## [Assignment]
Among the lines below, a stretch begins at the one with "Target: bare tree" and ends at the one with "the white throat". Repeat that stretch exactly, ends included.

Stored dataset items:
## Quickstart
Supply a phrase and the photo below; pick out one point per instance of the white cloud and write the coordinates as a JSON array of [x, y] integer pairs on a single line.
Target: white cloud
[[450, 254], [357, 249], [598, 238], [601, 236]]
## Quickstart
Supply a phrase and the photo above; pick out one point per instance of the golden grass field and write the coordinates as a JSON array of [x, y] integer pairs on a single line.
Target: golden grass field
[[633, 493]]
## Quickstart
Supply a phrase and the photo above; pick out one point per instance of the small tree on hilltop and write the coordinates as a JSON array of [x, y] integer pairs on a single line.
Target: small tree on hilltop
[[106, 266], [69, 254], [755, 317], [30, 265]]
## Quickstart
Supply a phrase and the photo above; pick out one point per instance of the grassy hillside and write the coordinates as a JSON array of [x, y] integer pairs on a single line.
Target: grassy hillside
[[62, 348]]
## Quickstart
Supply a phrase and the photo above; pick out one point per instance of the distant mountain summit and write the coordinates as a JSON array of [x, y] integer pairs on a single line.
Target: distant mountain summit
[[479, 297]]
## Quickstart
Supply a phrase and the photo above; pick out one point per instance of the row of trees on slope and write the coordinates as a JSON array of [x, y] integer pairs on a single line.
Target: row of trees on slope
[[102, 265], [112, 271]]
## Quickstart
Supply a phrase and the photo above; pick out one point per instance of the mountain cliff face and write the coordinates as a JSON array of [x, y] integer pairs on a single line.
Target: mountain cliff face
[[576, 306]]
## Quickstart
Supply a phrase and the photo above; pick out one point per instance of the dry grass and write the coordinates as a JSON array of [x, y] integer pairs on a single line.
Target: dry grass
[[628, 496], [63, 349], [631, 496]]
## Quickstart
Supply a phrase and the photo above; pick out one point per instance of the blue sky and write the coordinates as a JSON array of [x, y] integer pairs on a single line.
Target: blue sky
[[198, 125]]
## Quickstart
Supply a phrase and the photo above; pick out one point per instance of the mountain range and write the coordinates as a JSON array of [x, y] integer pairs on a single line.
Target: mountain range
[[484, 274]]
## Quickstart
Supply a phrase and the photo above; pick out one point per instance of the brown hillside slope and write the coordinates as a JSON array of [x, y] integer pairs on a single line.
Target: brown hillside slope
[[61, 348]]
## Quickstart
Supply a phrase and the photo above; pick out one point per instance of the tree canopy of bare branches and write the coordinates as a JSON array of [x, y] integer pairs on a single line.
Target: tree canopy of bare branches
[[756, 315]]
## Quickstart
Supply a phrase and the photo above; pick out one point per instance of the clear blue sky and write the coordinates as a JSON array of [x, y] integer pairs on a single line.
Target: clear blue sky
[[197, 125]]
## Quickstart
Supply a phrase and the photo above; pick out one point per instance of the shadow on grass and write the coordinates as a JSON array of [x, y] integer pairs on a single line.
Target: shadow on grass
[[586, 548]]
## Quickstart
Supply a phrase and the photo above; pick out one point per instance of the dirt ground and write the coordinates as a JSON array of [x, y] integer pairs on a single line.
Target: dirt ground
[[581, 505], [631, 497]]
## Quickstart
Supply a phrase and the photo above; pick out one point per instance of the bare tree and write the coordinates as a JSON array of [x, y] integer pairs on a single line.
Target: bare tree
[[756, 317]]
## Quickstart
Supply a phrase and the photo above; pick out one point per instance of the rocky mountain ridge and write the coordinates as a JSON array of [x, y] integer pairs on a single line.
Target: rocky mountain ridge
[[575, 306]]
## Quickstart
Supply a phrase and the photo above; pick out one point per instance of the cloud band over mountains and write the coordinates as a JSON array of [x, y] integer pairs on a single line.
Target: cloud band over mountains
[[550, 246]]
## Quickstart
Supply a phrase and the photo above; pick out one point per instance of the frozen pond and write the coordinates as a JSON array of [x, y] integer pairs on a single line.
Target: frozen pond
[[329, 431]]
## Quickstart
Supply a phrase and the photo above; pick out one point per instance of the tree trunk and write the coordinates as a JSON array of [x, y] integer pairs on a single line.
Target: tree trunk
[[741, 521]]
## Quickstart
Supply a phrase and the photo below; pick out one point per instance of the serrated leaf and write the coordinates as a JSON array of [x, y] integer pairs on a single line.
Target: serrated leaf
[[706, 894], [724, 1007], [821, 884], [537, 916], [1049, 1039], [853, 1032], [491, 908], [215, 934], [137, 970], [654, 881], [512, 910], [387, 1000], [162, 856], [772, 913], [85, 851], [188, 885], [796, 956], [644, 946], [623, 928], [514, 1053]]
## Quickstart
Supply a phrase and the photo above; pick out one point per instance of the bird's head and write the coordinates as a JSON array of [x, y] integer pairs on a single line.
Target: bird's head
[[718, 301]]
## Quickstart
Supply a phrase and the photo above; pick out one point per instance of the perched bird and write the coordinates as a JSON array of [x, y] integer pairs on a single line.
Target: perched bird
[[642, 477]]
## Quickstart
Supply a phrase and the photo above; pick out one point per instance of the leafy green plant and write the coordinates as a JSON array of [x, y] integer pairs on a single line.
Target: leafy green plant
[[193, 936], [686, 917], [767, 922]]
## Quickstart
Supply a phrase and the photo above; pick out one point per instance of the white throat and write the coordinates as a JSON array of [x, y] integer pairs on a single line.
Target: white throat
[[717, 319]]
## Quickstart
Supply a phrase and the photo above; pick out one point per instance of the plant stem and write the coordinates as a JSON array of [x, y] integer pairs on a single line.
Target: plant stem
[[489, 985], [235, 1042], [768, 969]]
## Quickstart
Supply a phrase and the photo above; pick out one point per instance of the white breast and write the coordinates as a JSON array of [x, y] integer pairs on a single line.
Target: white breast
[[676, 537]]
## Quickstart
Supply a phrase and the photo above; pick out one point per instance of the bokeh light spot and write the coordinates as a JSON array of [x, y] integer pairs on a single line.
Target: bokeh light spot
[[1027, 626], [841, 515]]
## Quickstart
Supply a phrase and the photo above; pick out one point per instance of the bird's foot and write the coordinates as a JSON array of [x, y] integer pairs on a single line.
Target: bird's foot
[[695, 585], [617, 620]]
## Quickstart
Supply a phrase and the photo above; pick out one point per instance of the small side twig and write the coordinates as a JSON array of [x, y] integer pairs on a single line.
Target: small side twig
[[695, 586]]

## [Result]
Target: bare tree
[[756, 317]]
## Quickstart
Supply a phrase and the photo above; pick out one point per instance of the rocky mountain ridge and write the coordinates as a JSON array of [x, y] integer pairs on a single line.
Target: rocky mountain ridge
[[575, 306]]
## Quickstart
Supply a phrase and the photo above; pick out one point per instance of the cloud band over mountains and write the coordinates as a JSON array of [x, y] integer pairs on a single line.
Target: cloud band over mountains
[[550, 246]]
## Quickstart
Supply a phrase and the photo above; pick out one point per instance of the frozen pond and write the coordinates as a JSON array of [x, y] integer pairs on a single line.
Target: frozen pond
[[329, 431]]
## Quickstart
Supply a phrase and the photo above; pick out one point per instance of the tree trunk and write the coordinates as a JSON array of [x, y] integer pairs on a single line.
Target: tree trunk
[[741, 521]]
## Quickstart
Supply a phrase and the photo below; pick out one point per instance of the serrated leaf and write the coordinates as a JSON array of [x, y] integer pairs on a single line.
Target: serrated leaf
[[706, 894], [724, 1007], [821, 884], [537, 916], [1049, 1039], [853, 1032], [491, 908], [215, 934], [137, 970], [654, 881], [512, 910], [387, 1000], [162, 856], [772, 913], [85, 851], [188, 885], [796, 956], [644, 946], [623, 928], [514, 1053]]
## Quickstart
Supply a phrase and the photo above; pick out one point per instance of the bird's head and write the coordinates as a JSON array of [x, y] integer pairs on a single line.
Target: bird's head
[[718, 301]]
## Quickstart
Supply a phrase and the photo above; pick out one point per instance of the perched bird and write the coordinates as a JSON array of [x, y] integer pairs on a single line.
Target: perched bird
[[642, 477]]
## Quickstart
Supply a phrase and the photo above; pick out one point per instance of the leafy green plant and write the coordinates as a JSON array of [x, y] integer pairs on a single line.
Target: leafy green plant
[[193, 936], [686, 917], [767, 922]]
## Quickstart
Supply a phrase and the photo above; pick out one point per instance of the white throat and write the coordinates as a JSON array of [x, y] integer pairs on a single line.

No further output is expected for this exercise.